Repensar o acesso à universidade

No secundário, o principal problema parece estar no modelo de acesso ao ensino superior, na importância excessiva dada aos exames nacionais e às notas. É a própria secretária de Estado quem diz que temos de "revisitar" o acesso à universidade, porque o peso está "posto inteiramente no secundário", que não deve ficar "refém do acesso ao superior".

"As medidas de flexibilidade curricular estão a gerar entusiasmo nos professores. Temos os dois professores, em que um dá Matemática e o outro Físico-química, ou os projetos como um que já vi em que os miúdos vão a uma gruta buscar bichos para analisar com a professora de Biologia. Isto tem o entusiasmo dos professores e começa a ter o apoio dos pais", explica Alexandra Leitão no podcast de Daniel Oliveira. Um apoio que encalha quando os pais perguntam: ' então e a preparação para os exames?'. "E porque é mais difícil ter o apoio dos pais?", questiona a secretária de Estado, para logo deixar a resposta. "Porque está vendida uma ideia de que isto é facilitismo. Este caminho tem de ser feito com os pais, explicar que os filhos não estão a aprender menos, que estão a aprender mais, de uma forma diferente".

Uma ideia confirmada pelo presidente da Associação Nacional de Diretores de Agrupamentos e Escolas Públicas (ANDAEP), que conta que os pais estranham e reprovam se os professores não marcam TPC. "Precisamos da ajuda dos pais para evitar esse volume exagerado de trabalhos", pede Filinto lima, que também dirige o agrupamento Dr. Costa Matos, em Vila Nova de Gaia. "Se tivermos duas escolas lado a lado com posturas diferentes sobre os trabalhos para casa, isso pode criar problemas de perceção juntos dos pais", acrescenta Arlindo Ferreira, diretor escolar na Póvoa de Varzim.

Escolas deviam garantir o estudo fora das aulas

O que se nota no terreno é que, no secundário, os trabalhos para casa são muitas vezes feitos já em centros de explicações, onde pode haver desarticulação com o que é desenvolvido na escola, alerta José Morgado, que dá exemplo positivo do Agrupamento de Escolas de Carcavelos, que disponibilizou salas para os explicadores. "As escolas deviam ter dispositivos de apoio para exercitar competências, uma espécie de controlo de qualidade e de coerência da ajuda dada fora da sala de aula".

Filinto Lima concorda que os TPC podem "ferir a equidade" entre os alunos e que, idealmente, deviam ser as escolas a garantir espaços para apoio extracurricular, "para que o trabalho autónomo dos alunos, que também é importante, fosse orientado por professores dessas áreas e das suas escolas".

### Tarefa 1:
Responda às perguntas seguintes com base no texto sobre o acesso à universidade.
(a) Segundo Alexandra Leitão, que ideia está "vendida" e torna mais difícil ter o apoio dos pais?
(b) Em que localidade é diretor escolar Arlindo Ferreira?
(c) Que agrupamento José Morgado dá como exemplo positivo, e o que fez esse agrupamento?
### Tarefa 2:
Prossiga o texto sobre o acesso à universidade a partir da última frase apresentada.

### Dados fornecidos:
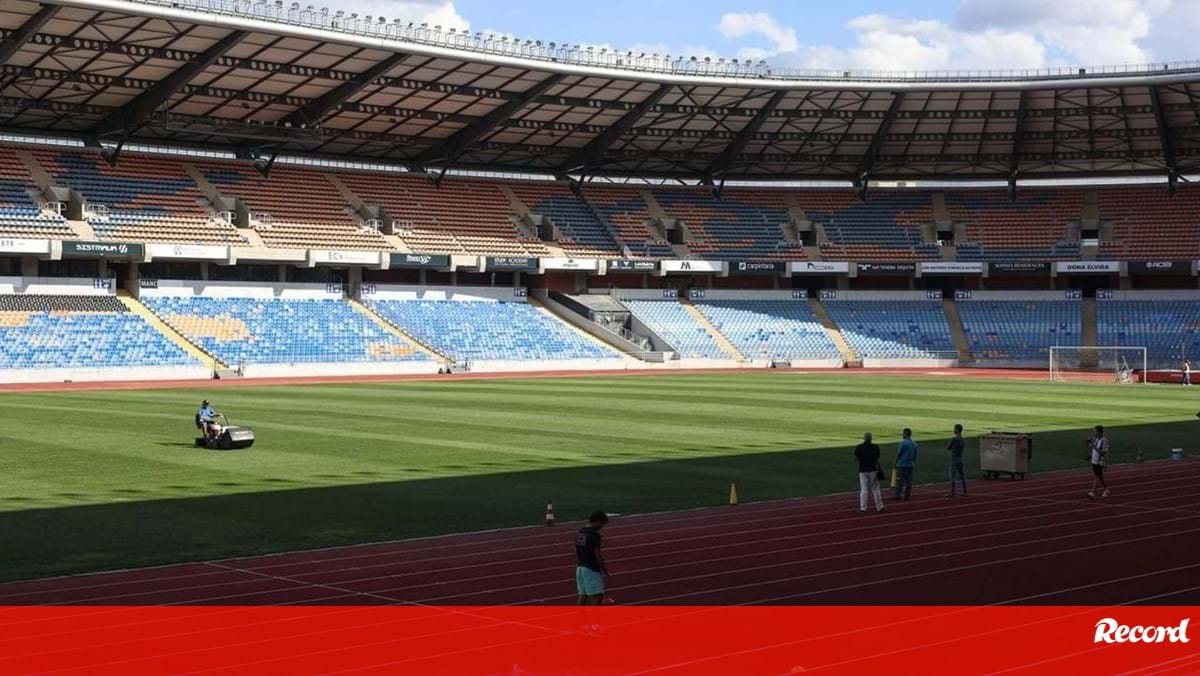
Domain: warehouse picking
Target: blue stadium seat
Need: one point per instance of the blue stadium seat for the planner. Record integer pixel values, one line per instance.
(1020, 330)
(244, 330)
(771, 329)
(490, 330)
(894, 329)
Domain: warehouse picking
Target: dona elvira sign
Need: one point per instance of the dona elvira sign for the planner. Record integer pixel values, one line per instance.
(706, 267)
(419, 261)
(951, 268)
(756, 268)
(511, 264)
(1159, 267)
(1089, 267)
(102, 250)
(819, 268)
(623, 265)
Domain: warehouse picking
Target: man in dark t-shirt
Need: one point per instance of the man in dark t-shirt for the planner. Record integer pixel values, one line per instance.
(591, 569)
(958, 471)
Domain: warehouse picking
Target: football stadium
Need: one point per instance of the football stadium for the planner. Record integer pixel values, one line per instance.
(299, 306)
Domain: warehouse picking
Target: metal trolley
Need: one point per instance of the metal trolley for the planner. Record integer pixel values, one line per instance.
(1005, 453)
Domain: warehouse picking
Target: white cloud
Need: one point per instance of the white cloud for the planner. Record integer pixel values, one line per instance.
(433, 12)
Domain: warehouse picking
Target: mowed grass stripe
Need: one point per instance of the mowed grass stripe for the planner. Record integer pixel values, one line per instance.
(111, 479)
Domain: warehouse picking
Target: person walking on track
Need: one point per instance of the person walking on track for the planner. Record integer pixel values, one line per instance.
(591, 569)
(1098, 454)
(868, 455)
(958, 471)
(906, 461)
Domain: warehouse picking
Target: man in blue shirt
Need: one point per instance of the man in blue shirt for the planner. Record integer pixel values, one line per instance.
(906, 459)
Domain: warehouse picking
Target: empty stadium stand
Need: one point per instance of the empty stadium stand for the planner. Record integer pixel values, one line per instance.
(471, 330)
(19, 214)
(886, 227)
(147, 197)
(627, 214)
(247, 330)
(894, 329)
(79, 331)
(305, 209)
(581, 233)
(1149, 225)
(459, 216)
(747, 225)
(670, 319)
(1020, 331)
(1032, 228)
(771, 329)
(1169, 329)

### Resposta escrita 1:
(a) A ideia de que as medidas de flexibilidade curricular são facilitismo.
(b) Na Póvoa de Varzim.
(c) O Agrupamento de Escolas de Carcavelos, que disponibilizou salas para os explicadores.

### Resposta escrita 2:
Já Arlindo Ferreira, diretor do agrupamento de escolas Cego do Maio, em Póvoa do Varzim, e conhecido blogger da área da Educação, até acha que muitos centros de explicações se adequam ao trabalho que é dados nas escolas, mas reconhece que a partir do 2º ano pode haver um excesso de trabalhos de casa, pedidos pelos professores das diferentes disciplinas, e que cabe a cada escola coordenar o trabalho para evitar acumulações. No seu caso, garante que não há excessos. "Não impedi que se passem trabalhos para casa, mas sem exageros. É visto como uma forma de estimular a participação dos pais no trabalho dos filhos. Se for com conta, peso e medida, para consolidar matérias, nada contra", defende Arlindo Ferreira.

O problema é mesmo quando as escolas não apresentam soluções para os alunos que estão a ficar para trás ou está sobrecarregada de matéria e demasiado focada nos resultados e recorre ao TPC para resolver isso, contrapõe José Morgado. O psicólogo educacional considera que as mudanças nesta área terão de passar pela formação inicial dos professores, pela sensibilização e num ensino "menos assente nos manuais", porque há alunos "que não cabem num manual" e que as escolas têm de arranjar soluções para eles.

No final do ano passado, a comunidade Valenciana foi a primeira região autónoma espanhola a aprovar uma norma, que entrou em vigor no dia de Natal, para limitar os trabalhos de casa para os estudantes entre os seis e os 16 anos. Uma iniciativa que inspirou a petição lançada por José Eduardo Moniz.